About this exercise:
Continue the letter about Down syndrome and "wrongful birth" lawsuits, picking up after its final sentence.

====== Passage provided ======

Hi Friend,
Do you know what group was first targeted by Hitler for extermination? It was the disabled. Over 400,000 people with disabilities were sterilized then over 70,000 disabled people were killed in the gas chambers.
It may come as a shock that today we are following the same path by an orchestrated effort to kill children with Down syndrome. It is impossible to know the exact number but doctors test for DS during pregnancy and some estimates are that 90 to 92 percent of parents in Europe and possibly as many in America opt to abort the child.
Evidence of how far we’ve come down an awful path was brought home when an Oregon court awarded a couple $3 million in what the court termed a “wrongful birth”. Parents gave birth to a child with Down syndrome which had escaped detection so the parents sued the doctor. The jury said the birth should not have occurred.
Maybe it’s the approach of Passover that causes me to sympathize with humans that are flawed. What if God were as intolerant with us as we are of a defenseless infant who has never sinned?
But lest you think that Oregon’s law is an anomaly you should know that at least twenty-eight states now recognize some form of “wrongful birth” circumstance.

====== Available data ======

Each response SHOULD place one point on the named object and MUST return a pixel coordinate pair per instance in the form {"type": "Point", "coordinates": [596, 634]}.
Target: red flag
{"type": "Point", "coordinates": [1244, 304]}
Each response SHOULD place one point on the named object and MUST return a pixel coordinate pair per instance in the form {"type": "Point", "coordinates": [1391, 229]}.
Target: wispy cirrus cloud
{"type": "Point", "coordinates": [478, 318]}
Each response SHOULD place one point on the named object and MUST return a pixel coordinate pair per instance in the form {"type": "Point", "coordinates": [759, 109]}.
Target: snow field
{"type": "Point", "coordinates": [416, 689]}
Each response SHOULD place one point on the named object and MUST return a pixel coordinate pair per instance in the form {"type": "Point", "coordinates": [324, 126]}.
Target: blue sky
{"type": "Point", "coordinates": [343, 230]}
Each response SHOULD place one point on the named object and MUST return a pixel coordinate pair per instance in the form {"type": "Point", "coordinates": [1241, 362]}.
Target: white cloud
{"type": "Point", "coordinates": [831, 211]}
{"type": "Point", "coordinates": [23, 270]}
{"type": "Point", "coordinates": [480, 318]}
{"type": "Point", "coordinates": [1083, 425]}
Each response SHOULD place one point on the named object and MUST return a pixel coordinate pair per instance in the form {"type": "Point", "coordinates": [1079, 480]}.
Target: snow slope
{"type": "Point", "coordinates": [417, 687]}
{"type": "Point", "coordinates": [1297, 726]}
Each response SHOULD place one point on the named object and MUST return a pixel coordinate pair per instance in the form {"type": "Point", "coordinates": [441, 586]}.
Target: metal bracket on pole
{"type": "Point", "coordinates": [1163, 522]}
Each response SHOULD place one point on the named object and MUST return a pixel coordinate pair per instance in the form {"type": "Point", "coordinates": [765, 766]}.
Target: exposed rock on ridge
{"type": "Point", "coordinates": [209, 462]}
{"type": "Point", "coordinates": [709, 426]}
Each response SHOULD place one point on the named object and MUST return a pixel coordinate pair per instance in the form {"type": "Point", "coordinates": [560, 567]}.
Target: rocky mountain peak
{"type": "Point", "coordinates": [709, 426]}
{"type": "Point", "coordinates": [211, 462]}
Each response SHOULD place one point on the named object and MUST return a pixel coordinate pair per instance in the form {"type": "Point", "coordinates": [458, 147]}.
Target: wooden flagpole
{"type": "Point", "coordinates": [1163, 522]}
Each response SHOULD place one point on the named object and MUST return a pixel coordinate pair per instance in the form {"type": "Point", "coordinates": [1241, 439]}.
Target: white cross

======

Response area:
How can it be wrong to be born? What crime did this child commit by striving to receive what we all want—life? And if it were remotely possible that this child had sinned, what court is worthy to convict him?
All this is a far stretch from saying a mother has the right to do to her body what she wants. In this case, the court is saying that a child had no right to be born. Therefore, it is justifiable to kill him AFTER he is delivered.
There is a growing expectation that parents have a right to perfect children. When a child is discovered to have a defect, conventional wisdom says the parent can do away with them—like trash intended for the garbage can. The decision of the courts is that parents at least should be compensated for the inconvenience of a life that should not exist. Has our society come to believe that we should not be burdened with children that are less than ideal?
An article in The Journal of Medical Ethics advocated a fourth trimester abortion. It’s a nice way of saying that parents have a right to end the life of a child after it is born if it is a burden to the family.
But this throws open the door to other issues. If society has a right to a “fourth trimester abortion”, then why not the fifth, sixth, or even two hundredth? Do parents have the right to end the life of their two-year-old? Or should a family euthanize an elderly member whose medical bills will impede a child’s opportunity for a good college? Can society afford to pay for the care of a patient in a mental hospital? Should society tolerate a student who doesn’t score well on his SAT? When the line is erased, where will the next line be drawn? And who will draw it? When God is eliminated, who takes His place?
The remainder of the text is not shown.